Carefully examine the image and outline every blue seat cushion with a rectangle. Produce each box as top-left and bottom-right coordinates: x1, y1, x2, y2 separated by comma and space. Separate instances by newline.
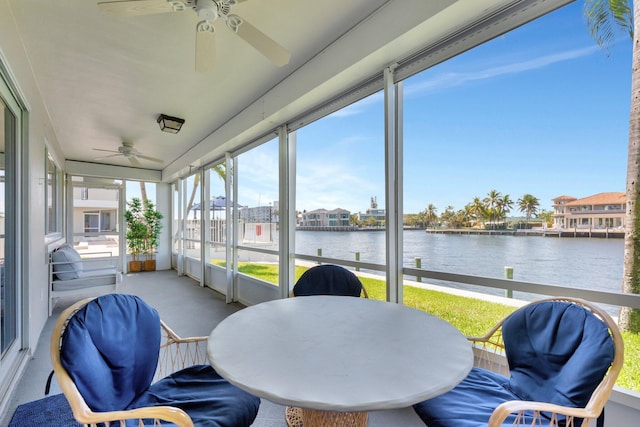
60, 294, 160, 412
134, 365, 260, 427
414, 301, 615, 427
502, 301, 615, 407
413, 368, 548, 427
293, 264, 362, 297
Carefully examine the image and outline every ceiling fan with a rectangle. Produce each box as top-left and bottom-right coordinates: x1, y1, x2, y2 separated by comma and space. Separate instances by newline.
98, 0, 290, 73
94, 141, 164, 166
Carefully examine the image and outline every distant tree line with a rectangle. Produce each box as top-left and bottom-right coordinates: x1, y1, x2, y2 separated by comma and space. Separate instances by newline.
405, 190, 553, 229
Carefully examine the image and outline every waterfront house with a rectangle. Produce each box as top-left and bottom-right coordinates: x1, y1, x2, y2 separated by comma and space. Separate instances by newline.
299, 208, 351, 228
0, 0, 640, 426
553, 192, 626, 230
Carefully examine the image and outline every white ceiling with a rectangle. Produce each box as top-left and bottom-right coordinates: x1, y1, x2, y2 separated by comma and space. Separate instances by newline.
3, 0, 556, 180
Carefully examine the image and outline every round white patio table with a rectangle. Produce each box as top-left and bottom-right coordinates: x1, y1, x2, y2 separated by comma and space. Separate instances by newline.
207, 296, 473, 427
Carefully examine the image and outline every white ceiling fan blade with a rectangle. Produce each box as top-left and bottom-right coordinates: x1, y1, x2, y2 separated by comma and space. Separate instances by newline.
196, 21, 216, 73
98, 0, 182, 18
227, 15, 291, 67
127, 156, 142, 167
93, 154, 122, 160
136, 154, 164, 163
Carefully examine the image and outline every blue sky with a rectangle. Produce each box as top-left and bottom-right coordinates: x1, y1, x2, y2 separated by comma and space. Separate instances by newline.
232, 1, 631, 215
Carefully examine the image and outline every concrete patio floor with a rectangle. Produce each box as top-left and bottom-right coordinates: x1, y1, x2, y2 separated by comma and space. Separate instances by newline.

*Objective*
Starting with the line that contains "Carefully examine the image and outline every distant" and going on through the line that contains "136, 154, 164, 163", arrange those items as a two-column CSV with the headers instruction and boxes. Give one row per item, with its text and its answer each in a single quoted field and line breaks turned into spaces.

*Solution for this problem*
instruction,boxes
"Carefully examine the image and outline every distant tree line with a rectangle. Produce each box as top-left and bottom-right coordinates: x1, y1, x2, y2 separated by comma and space. Separate instances by newline.","405, 190, 553, 229"
"Carefully examine the image and outline every waterfront house with a rectangle. Produce each box as top-left and bottom-right coordinates: x1, y1, x2, y2 separated by comma and space. Separate instances by newline.","299, 208, 351, 228 0, 0, 640, 426 553, 192, 626, 230"
"Carefully examine the image and outline every white ceiling with a rectangle. Produce each box as top-left and bottom-right coordinates: x1, y1, x2, y2 separated by comma and space. Separate instances by newline.","3, 0, 556, 180"
"Carefully examine the image and outline every round white patio table with a rectangle. Produce each box as top-left and bottom-right coordinates: x1, y1, x2, y2 separated by comma and space. Separate instances by newline.","207, 296, 473, 427"
"Carefully examine the image and outline every white ceiling fan blade with a rectangle. Produce each box as top-left and bottom-right coordinates: x1, y1, x2, y2 separated by comma and space. Separate instances by newline.","196, 21, 216, 73 98, 0, 182, 18 227, 15, 291, 67 127, 156, 142, 167 93, 154, 122, 160 136, 154, 164, 163"